-- START OF DATA --
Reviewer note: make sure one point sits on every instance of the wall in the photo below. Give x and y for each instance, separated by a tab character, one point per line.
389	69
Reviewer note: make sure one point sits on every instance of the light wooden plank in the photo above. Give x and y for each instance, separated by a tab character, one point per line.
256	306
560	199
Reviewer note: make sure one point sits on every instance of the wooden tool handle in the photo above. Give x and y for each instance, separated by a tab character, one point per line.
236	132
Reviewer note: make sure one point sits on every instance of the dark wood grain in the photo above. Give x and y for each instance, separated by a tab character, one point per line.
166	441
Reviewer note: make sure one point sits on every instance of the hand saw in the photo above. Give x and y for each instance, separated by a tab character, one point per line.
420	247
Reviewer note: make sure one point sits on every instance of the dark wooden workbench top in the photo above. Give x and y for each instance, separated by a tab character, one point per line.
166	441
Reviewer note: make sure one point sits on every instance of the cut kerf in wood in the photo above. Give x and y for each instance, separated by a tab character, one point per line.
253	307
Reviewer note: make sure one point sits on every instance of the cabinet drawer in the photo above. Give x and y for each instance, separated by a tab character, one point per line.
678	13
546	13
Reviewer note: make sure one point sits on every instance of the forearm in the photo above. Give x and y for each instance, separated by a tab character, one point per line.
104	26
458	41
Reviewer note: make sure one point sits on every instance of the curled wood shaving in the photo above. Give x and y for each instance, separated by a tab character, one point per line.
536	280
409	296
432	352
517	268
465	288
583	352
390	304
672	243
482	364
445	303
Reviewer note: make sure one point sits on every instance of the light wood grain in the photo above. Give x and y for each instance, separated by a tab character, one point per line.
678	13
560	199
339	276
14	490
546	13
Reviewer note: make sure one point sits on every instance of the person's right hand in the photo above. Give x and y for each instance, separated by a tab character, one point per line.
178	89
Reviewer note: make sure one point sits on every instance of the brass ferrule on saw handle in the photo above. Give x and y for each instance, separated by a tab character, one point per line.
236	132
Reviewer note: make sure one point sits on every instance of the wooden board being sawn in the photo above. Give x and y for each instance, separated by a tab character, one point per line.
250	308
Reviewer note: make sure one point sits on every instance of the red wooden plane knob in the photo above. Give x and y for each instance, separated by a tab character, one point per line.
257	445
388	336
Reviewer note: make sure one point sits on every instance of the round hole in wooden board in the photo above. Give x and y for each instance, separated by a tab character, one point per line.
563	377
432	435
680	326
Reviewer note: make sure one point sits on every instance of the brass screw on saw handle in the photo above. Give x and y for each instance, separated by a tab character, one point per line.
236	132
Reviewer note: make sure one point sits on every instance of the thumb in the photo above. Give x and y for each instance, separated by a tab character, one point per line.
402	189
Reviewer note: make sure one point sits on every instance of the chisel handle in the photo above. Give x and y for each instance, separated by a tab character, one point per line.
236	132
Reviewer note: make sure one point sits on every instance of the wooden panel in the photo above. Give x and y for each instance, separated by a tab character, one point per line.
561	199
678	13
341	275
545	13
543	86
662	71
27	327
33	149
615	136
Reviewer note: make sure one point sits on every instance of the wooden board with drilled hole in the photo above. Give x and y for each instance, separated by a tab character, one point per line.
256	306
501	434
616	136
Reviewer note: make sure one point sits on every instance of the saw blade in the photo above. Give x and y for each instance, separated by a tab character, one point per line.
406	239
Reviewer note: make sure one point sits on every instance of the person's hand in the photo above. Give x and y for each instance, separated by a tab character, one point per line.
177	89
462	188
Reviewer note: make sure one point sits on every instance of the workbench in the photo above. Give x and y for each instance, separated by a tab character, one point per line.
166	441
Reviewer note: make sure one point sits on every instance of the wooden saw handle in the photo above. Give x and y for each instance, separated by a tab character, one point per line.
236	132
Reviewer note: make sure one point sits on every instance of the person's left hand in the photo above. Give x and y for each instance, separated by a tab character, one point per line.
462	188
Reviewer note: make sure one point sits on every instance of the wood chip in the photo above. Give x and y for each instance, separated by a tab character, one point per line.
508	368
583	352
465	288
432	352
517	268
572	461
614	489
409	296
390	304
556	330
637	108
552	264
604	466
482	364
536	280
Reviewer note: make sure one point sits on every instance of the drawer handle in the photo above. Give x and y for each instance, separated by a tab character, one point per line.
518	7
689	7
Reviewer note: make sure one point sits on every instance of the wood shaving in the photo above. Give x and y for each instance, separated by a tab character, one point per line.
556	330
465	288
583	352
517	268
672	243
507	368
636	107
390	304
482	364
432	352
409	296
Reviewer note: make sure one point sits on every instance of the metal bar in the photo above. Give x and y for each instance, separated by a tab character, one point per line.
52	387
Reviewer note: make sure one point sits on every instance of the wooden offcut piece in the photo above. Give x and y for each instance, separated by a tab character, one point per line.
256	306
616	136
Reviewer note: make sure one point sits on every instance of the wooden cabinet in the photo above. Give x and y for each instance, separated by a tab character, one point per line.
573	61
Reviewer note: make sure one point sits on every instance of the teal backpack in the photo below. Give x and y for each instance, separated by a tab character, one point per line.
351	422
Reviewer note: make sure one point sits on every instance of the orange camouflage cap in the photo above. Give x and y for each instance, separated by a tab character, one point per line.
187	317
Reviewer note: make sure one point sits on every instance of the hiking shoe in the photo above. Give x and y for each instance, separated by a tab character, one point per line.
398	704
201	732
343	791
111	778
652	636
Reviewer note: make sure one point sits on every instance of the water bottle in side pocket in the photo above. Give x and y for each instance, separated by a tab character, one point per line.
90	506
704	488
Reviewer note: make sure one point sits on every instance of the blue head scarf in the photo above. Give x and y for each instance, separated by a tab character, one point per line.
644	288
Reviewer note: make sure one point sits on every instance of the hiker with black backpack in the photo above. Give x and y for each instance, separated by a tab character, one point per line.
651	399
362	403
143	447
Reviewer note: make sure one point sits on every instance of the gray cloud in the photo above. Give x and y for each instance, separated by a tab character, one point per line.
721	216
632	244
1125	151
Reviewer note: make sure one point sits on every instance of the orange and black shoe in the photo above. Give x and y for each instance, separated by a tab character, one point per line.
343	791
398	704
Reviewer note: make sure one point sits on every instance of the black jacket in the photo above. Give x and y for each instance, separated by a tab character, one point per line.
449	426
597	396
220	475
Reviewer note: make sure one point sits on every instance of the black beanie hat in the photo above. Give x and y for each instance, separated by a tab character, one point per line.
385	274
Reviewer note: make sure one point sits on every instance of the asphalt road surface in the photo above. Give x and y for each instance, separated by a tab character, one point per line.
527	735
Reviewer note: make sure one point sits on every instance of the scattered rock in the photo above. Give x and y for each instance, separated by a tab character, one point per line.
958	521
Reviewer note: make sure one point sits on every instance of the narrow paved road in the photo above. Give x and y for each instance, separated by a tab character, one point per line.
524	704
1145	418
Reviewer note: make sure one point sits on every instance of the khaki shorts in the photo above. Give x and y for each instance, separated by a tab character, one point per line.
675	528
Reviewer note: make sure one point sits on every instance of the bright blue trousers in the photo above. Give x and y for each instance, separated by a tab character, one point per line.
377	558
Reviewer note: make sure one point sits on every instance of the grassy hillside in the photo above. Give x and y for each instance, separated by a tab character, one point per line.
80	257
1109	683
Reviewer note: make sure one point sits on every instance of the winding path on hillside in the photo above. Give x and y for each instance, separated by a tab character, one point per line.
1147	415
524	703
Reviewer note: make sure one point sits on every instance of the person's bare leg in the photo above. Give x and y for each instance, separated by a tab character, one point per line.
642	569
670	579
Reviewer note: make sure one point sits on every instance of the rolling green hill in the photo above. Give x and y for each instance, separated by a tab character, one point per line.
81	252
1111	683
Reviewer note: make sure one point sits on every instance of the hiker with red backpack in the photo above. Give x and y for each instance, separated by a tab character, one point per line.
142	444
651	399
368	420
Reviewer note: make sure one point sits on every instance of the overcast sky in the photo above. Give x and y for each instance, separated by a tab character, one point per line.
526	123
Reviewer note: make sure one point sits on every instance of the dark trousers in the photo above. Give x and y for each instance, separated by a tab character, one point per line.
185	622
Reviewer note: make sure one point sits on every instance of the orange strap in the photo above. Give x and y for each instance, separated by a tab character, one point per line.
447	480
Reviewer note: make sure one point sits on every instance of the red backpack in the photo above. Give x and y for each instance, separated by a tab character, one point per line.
-- END OF DATA --
SET EXERCISE
All lines from the one that contains "of the bright" through the end of the material are to be quoted exactly, with both ends included.

OUTPUT OF THE EXERCISE
Reviewer note: make sure one point sits on every instance of the bright blue trousers in the photo above. Give x and y for each instance, separated by a tab character, one point per line.
377	558
Reviewer note: make sure one point sits on every instance of the grassy hillside in the photo above. Give x and y for each instance, separated by a tab character, one point per line.
80	257
1109	683
Reviewer note: make sure one point sits on every instance of the winding path on hillside in the photo above. Give x and y for each instance, separated by a tab character, one point per line.
1147	415
524	703
Reviewer note: make sure one point sits on every instance of the person's bare leg in the photo above. Give x and y for each instance, separated by a tab character, one point per line.
642	569
670	579
Reviewer note: make sure one point sits on every instance of the rolling green hill in the photo above. Give x and y for each instance, separated by a tab character, one point per line.
81	252
1111	683
Reviewer note: make sure one point sits on every instance of the hiker with red backpack in the photo above. Give x and y for each instance, separated by a tab character, one point per line.
142	444
651	399
368	420
Reviewer note: make sure one point sits on every instance of the overcast sky in the photo above. Give x and y for each instance, separated by a tab character, one point per line.
526	123
Reviewer note: make sure one point sits on every instance of the dark trousers in the photo above. Give x and y for each instance, separated by a tab character, one point per line.
185	622
Reviewer note: make sure one point sits on every instance of the orange strap in the photo above. Give x and y for each instance, separated by a tab character, one point per line.
447	480
Reviewer note: make sure one point sits on every instance of the red backpack in the photo above. Give x and y for each instance, separated by a tab character, one point per line.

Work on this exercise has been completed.